[PROBLEM DESCRIPTION] Copy these rows word for word, starting with the line that contains "Reviewer note. Check that every instance of the tall" and going on through the line that contains "<point>35,528</point>", with both of those lines included.

[EXTRACTED INFORMATION]
········

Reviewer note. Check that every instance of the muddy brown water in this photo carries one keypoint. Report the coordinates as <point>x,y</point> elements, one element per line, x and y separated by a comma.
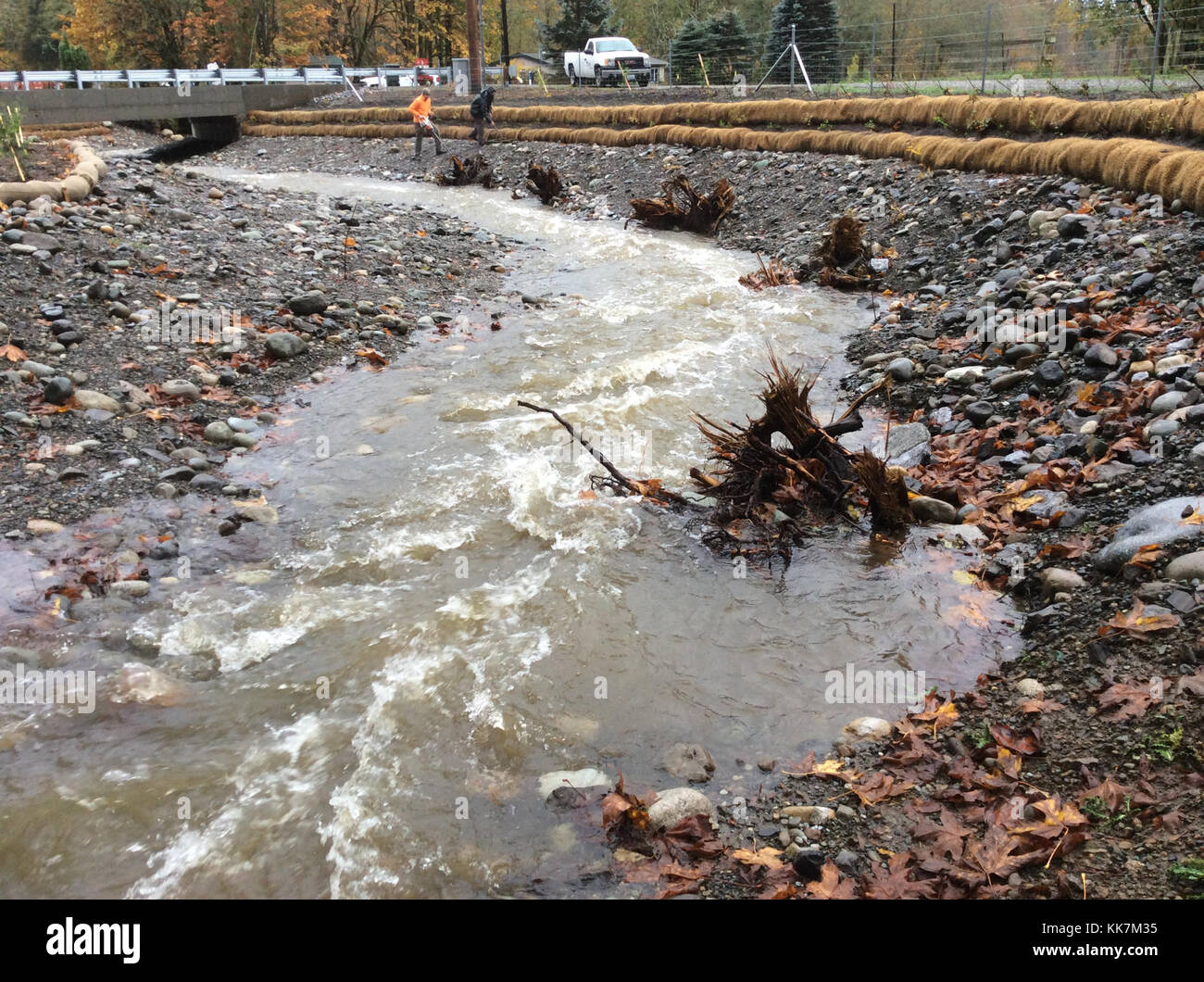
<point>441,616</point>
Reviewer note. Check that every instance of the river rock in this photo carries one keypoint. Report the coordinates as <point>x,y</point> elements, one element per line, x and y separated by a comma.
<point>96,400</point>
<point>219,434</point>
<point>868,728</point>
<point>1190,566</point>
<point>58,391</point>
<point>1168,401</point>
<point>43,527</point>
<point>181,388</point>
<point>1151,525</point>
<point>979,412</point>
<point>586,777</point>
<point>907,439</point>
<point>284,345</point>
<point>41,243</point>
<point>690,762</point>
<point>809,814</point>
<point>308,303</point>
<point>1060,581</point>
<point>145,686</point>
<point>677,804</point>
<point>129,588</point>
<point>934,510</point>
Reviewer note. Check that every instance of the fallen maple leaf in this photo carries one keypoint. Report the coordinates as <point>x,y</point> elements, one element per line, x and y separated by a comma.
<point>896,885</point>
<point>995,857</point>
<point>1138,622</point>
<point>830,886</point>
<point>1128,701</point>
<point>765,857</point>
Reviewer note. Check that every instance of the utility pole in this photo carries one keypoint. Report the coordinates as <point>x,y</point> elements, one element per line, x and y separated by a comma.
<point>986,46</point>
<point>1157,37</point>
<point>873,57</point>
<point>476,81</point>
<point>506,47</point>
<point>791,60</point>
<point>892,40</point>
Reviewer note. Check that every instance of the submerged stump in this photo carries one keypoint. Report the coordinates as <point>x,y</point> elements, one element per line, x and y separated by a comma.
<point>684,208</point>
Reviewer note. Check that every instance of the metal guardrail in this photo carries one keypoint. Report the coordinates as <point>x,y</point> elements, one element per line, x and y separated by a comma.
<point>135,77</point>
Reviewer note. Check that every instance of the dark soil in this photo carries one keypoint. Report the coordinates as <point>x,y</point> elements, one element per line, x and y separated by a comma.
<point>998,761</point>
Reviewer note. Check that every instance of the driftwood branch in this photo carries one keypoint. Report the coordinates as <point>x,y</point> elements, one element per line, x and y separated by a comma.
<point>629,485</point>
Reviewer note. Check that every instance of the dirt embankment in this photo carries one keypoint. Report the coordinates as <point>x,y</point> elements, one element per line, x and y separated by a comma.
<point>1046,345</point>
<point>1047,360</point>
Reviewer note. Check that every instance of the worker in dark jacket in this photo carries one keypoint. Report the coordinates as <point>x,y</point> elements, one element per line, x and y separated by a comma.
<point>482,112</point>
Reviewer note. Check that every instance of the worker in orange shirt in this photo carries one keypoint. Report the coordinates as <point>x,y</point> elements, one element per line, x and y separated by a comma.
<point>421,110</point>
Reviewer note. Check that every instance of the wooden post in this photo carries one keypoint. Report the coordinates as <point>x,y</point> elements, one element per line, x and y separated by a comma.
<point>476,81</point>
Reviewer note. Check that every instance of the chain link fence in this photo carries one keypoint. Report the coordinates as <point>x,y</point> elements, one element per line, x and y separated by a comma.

········

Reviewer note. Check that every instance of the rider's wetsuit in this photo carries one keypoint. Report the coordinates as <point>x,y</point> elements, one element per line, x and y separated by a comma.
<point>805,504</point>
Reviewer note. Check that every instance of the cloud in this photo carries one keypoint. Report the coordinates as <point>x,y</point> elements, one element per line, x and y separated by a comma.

········

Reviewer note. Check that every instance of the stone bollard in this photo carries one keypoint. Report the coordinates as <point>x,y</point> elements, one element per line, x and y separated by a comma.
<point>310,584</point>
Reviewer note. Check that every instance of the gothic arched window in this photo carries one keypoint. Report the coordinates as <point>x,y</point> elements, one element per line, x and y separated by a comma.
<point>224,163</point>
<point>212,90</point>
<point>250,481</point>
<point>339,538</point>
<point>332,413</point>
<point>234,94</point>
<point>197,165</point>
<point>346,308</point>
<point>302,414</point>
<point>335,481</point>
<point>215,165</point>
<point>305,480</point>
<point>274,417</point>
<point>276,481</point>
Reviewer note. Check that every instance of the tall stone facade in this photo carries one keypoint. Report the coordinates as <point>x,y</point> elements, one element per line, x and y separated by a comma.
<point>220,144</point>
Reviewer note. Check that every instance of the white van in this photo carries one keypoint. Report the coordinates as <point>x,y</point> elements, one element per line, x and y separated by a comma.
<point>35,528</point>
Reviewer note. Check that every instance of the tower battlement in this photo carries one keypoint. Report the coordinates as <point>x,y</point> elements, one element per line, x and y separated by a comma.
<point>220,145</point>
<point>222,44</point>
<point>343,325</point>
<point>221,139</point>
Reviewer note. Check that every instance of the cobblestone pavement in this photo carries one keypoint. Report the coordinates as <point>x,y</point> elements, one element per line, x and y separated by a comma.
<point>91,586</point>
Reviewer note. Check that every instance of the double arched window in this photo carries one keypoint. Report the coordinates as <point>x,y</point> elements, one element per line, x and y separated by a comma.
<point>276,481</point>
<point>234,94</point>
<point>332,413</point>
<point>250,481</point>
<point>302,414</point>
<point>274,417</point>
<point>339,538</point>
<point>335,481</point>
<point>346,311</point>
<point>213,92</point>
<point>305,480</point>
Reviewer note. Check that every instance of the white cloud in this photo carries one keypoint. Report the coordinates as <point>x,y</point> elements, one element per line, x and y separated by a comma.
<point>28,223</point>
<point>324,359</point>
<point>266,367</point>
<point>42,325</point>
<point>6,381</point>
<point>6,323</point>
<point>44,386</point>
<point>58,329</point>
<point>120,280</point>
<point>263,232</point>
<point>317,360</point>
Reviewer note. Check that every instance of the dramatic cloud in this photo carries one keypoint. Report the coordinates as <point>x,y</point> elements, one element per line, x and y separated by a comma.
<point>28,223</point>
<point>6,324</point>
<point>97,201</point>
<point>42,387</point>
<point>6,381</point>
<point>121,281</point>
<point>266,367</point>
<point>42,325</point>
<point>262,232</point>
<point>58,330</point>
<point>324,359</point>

········

[RESPONSE]
Reviewer note. Check that every instance of the tall stone facade in this photo carries one keypoint. Report the coordinates as <point>x,y</point> elements, one element per line, x and y separated by a comma.
<point>220,144</point>
Reviewer note. Check that every instance of the white van in this photo carries one keypoint. Report the coordinates as <point>x,y</point> elements, one element per line, x and y separated by a comma.
<point>35,528</point>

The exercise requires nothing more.